• Exercise task
Would you write out every item below word for word, leaving nothing out?

• The input

• • • •

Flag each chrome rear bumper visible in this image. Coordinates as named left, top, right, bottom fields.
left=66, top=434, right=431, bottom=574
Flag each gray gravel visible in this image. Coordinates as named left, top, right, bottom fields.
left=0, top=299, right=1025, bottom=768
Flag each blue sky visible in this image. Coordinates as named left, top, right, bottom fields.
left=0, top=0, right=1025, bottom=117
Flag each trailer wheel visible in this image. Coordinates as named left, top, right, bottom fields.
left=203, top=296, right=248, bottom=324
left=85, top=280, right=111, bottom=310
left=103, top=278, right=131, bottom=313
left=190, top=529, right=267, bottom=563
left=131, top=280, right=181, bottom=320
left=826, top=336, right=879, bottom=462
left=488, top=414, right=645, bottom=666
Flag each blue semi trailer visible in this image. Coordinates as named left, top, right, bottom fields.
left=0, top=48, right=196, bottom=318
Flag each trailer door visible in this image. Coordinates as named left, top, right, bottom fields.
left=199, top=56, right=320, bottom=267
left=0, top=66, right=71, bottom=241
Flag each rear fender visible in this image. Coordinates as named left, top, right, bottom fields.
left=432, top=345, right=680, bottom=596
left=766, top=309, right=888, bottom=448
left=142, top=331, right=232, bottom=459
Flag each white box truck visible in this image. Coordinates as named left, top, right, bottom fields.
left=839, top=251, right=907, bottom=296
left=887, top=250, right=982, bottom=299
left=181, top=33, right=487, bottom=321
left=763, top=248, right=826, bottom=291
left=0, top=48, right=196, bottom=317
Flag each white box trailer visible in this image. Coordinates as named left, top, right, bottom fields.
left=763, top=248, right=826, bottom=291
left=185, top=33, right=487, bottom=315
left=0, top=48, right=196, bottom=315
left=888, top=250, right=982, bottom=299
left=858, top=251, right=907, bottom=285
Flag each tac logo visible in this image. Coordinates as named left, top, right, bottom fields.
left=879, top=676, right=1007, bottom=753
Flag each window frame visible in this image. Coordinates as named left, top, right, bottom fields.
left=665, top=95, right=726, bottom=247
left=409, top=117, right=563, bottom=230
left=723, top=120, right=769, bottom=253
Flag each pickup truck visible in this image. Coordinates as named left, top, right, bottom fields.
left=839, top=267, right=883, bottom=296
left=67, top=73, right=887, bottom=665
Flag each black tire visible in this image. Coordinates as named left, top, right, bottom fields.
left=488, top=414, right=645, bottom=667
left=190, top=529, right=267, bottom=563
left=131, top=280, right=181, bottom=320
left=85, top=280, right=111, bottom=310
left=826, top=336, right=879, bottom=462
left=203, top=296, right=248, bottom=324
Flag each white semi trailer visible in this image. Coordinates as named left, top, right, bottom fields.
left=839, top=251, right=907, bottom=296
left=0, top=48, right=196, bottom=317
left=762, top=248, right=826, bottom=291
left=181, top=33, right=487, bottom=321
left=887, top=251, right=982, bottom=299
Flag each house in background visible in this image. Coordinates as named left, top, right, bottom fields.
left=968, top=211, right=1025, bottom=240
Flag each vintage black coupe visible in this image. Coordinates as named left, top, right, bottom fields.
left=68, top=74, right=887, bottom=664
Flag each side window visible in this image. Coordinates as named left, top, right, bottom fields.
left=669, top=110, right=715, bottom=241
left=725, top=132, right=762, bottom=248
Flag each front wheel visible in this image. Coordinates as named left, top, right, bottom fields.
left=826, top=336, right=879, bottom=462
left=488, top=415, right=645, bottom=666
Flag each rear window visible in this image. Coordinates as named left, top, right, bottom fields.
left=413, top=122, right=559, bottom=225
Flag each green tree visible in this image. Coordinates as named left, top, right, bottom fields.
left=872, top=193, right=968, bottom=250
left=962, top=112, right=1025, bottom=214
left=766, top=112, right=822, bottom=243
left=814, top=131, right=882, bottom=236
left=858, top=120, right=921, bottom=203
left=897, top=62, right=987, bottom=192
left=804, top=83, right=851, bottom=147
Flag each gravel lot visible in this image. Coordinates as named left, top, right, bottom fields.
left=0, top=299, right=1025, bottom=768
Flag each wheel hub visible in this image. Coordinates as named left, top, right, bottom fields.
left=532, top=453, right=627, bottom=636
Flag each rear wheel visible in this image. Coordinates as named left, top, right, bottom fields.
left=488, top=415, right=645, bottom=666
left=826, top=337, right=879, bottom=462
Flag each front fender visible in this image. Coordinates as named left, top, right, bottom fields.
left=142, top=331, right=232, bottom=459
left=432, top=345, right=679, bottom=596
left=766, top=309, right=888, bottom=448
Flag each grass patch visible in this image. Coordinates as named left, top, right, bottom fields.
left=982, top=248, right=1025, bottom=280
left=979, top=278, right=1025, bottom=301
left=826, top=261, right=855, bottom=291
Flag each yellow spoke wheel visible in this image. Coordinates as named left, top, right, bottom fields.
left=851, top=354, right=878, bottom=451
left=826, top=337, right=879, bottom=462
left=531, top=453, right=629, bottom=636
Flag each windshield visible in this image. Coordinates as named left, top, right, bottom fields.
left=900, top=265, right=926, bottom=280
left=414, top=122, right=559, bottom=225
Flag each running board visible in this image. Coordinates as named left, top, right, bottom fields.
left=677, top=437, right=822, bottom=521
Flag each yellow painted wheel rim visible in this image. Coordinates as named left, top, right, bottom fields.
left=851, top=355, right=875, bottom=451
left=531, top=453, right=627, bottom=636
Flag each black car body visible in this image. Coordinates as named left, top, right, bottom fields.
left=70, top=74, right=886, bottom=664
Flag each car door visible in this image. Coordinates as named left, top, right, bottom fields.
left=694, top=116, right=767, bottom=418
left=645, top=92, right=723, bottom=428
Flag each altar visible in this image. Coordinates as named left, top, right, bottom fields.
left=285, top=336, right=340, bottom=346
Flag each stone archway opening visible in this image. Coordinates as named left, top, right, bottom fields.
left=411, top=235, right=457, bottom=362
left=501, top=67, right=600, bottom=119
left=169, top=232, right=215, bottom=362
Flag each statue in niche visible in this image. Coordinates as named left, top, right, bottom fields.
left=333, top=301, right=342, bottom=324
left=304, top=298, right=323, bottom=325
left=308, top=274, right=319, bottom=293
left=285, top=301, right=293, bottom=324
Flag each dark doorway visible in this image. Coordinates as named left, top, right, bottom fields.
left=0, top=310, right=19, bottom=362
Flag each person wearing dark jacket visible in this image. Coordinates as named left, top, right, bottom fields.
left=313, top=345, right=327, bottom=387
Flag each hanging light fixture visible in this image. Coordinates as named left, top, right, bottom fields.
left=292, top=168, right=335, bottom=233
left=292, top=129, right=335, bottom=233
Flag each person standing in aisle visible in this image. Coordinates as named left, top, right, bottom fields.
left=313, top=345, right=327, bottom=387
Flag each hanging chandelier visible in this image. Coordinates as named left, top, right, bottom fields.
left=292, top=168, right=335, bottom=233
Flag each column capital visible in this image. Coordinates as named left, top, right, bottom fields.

• • • •

• Task solution
Flag each chrome rear bumper visible in this image. Coordinates as named left, top, right, bottom fields.
left=66, top=434, right=431, bottom=574
Flag each gray gravel visible in this image. Coordinates as named left, top, right, bottom fields.
left=0, top=299, right=1025, bottom=768
Flag each blue sky visible in this image. Coordinates as named left, top, right, bottom fields.
left=0, top=0, right=1025, bottom=117
Flag each trailer wheel visible in this image. Coordinates as named left, top, right, bottom fields.
left=203, top=296, right=248, bottom=324
left=85, top=280, right=111, bottom=310
left=103, top=278, right=131, bottom=313
left=190, top=529, right=267, bottom=563
left=131, top=280, right=181, bottom=320
left=826, top=336, right=879, bottom=462
left=488, top=414, right=645, bottom=666
Flag each blue semi trailer visible in this image. Coordinates as named left, top, right, bottom fields.
left=0, top=48, right=196, bottom=318
Flag each trailer door visible in this image. Coordinates as named left, top, right, bottom fields.
left=199, top=56, right=320, bottom=267
left=0, top=66, right=71, bottom=241
Flag each rear fender visible in this image. Coordinates as named left, top, right, bottom fields.
left=432, top=345, right=680, bottom=596
left=766, top=309, right=888, bottom=448
left=142, top=331, right=232, bottom=459
Flag each white box truck visible in this image. Coordinates as named left, top, right, bottom fields.
left=839, top=251, right=907, bottom=296
left=887, top=250, right=982, bottom=299
left=181, top=33, right=487, bottom=321
left=763, top=248, right=826, bottom=291
left=0, top=48, right=196, bottom=317
Flag each white box trailer visible in this image. Coordinates as named left, top, right, bottom fields.
left=763, top=248, right=826, bottom=291
left=185, top=33, right=487, bottom=315
left=0, top=48, right=196, bottom=315
left=888, top=250, right=982, bottom=299
left=858, top=251, right=907, bottom=285
Flag each tac logo visible in this image. Coordinates as named left, top, right, bottom fields.
left=879, top=676, right=1007, bottom=753
Flag each window frame visible in this image. Coordinates as named left, top, right, bottom fields.
left=665, top=95, right=726, bottom=247
left=409, top=117, right=563, bottom=230
left=723, top=120, right=769, bottom=253
Flag each pickup truck visible in this image. Coordinates as named left, top, right, bottom fields.
left=839, top=267, right=883, bottom=296
left=67, top=73, right=887, bottom=665
Flag each black tire visible in this image. Coordinates as named left, top, right, bottom fields.
left=488, top=414, right=645, bottom=667
left=190, top=529, right=267, bottom=563
left=131, top=280, right=181, bottom=320
left=85, top=280, right=111, bottom=310
left=826, top=336, right=879, bottom=462
left=203, top=296, right=248, bottom=324
Flag each white semi trailer visible in this image. Coordinates as named left, top, right, bottom fields.
left=839, top=251, right=907, bottom=296
left=0, top=48, right=196, bottom=317
left=762, top=248, right=826, bottom=291
left=181, top=33, right=487, bottom=321
left=887, top=251, right=982, bottom=299
Flag each house in background visible in this image. Coordinates as named left, top, right, bottom fields.
left=968, top=211, right=1025, bottom=240
Flag each vintage black coupe visible in this image. Coordinates as named left, top, right, bottom fields.
left=68, top=74, right=887, bottom=664
Flag each side window visible in this image. Coordinates as named left, top, right, bottom fields.
left=669, top=110, right=715, bottom=241
left=725, top=132, right=762, bottom=248
Flag each front wheel visible in this image. Coordinates as named left, top, right, bottom fields.
left=826, top=336, right=879, bottom=462
left=488, top=415, right=645, bottom=666
Flag each rear window visible in this image. Coordinates as named left, top, right, bottom fields.
left=413, top=122, right=559, bottom=225
Flag each green tree visible in this image. Coordinates as named left, top, right, bottom fields.
left=872, top=193, right=968, bottom=250
left=962, top=112, right=1025, bottom=214
left=766, top=112, right=822, bottom=243
left=814, top=131, right=882, bottom=236
left=858, top=120, right=921, bottom=203
left=897, top=62, right=987, bottom=192
left=804, top=83, right=851, bottom=147
Flag each gravel lot visible in this image. Coordinates as named left, top, right, bottom fields.
left=0, top=299, right=1025, bottom=768
Flag each wheel hub visible in this image. Coordinates as named left, top, right, bottom fields.
left=532, top=453, right=627, bottom=636
Flag each rear wheel visible in this image. Coordinates as named left, top, right, bottom fields.
left=488, top=415, right=645, bottom=666
left=826, top=337, right=879, bottom=462
Flag each front fender visible in this image. Coordinates as named left, top, right, bottom fields.
left=142, top=331, right=232, bottom=459
left=432, top=345, right=679, bottom=596
left=766, top=309, right=888, bottom=448
Flag each grass patch visible in this image. Coordinates as named left, top, right, bottom fields.
left=982, top=248, right=1025, bottom=280
left=979, top=278, right=1025, bottom=301
left=826, top=261, right=855, bottom=291
Flag each yellow spoke wheel visible in this image. Coordinates as named left, top, right, bottom fields.
left=851, top=354, right=878, bottom=451
left=826, top=337, right=879, bottom=462
left=531, top=453, right=629, bottom=636
Flag each windshield visible in this image. Coordinates as named left, top, right, bottom fields.
left=900, top=265, right=926, bottom=280
left=414, top=122, right=559, bottom=225
Flag each running board visible in this image. Coordinates as named left, top, right, bottom fields.
left=677, top=437, right=822, bottom=521
Flag each yellow painted wheel rim visible in this image. Coordinates as named left, top, right, bottom fields.
left=851, top=355, right=875, bottom=451
left=531, top=453, right=627, bottom=636
Flag each black car body visible in this image. Coordinates as named left, top, right, bottom fields.
left=70, top=74, right=886, bottom=664
Flag each car door visible in this image. Coordinates as named left, top, right, bottom fields.
left=694, top=116, right=767, bottom=418
left=645, top=92, right=723, bottom=428
Flag each altar visible in this image. Coordinates as named left, top, right, bottom fields.
left=285, top=336, right=340, bottom=346
Flag each stone archway opening visible in this image. Coordinates as named left, top, right, bottom fields.
left=411, top=235, right=457, bottom=362
left=501, top=67, right=600, bottom=119
left=169, top=232, right=215, bottom=362
Flag each statue in niche visible in this image. Coordinates as named left, top, right, bottom fields.
left=333, top=301, right=342, bottom=324
left=304, top=298, right=323, bottom=325
left=308, top=274, right=319, bottom=293
left=285, top=301, right=293, bottom=324
Flag each dark doorway visible in this image. Coordinates as named left, top, right, bottom fields.
left=0, top=310, right=19, bottom=362
Flag each person wearing dark jacket visible in this image. Coordinates as named left, top, right, bottom fields.
left=313, top=345, right=327, bottom=387
Flag each hanging light fixture visible in this image. Coordinates as named left, top, right, bottom fields.
left=292, top=168, right=335, bottom=233
left=292, top=129, right=335, bottom=233
Flag each person standing in aisle visible in this image. Coordinates as named left, top, right, bottom fields.
left=313, top=345, right=327, bottom=387
Flag each hanging chandelier visible in this image. Coordinates as named left, top, right, bottom fields.
left=292, top=168, right=335, bottom=233
Flag each column capital visible in this image. Coordinates as named left, top, right, bottom fields.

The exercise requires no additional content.